[Set task]: Count how many lines in the entries below contain the string "query". Return only that number.

[Dataset excerpts]:
● ● ● ● ●
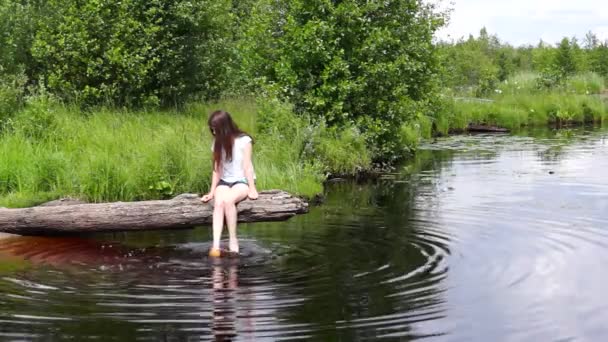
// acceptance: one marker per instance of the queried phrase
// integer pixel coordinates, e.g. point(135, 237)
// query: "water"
point(480, 238)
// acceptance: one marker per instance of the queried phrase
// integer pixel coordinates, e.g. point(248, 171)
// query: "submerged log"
point(183, 211)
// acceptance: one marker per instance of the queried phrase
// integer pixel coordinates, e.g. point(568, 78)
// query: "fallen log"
point(486, 129)
point(183, 211)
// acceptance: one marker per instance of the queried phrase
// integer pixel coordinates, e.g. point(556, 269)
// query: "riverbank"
point(50, 150)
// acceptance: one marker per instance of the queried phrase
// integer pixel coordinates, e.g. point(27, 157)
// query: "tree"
point(366, 63)
point(565, 58)
point(133, 52)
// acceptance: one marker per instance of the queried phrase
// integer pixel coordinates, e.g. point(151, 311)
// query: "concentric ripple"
point(481, 238)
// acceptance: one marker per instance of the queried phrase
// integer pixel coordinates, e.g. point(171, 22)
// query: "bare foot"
point(234, 246)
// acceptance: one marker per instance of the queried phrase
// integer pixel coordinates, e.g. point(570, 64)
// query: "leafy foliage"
point(347, 63)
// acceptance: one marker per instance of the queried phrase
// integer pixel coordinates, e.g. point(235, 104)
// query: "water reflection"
point(224, 280)
point(474, 239)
● ● ● ● ●
[Exercise result]: 9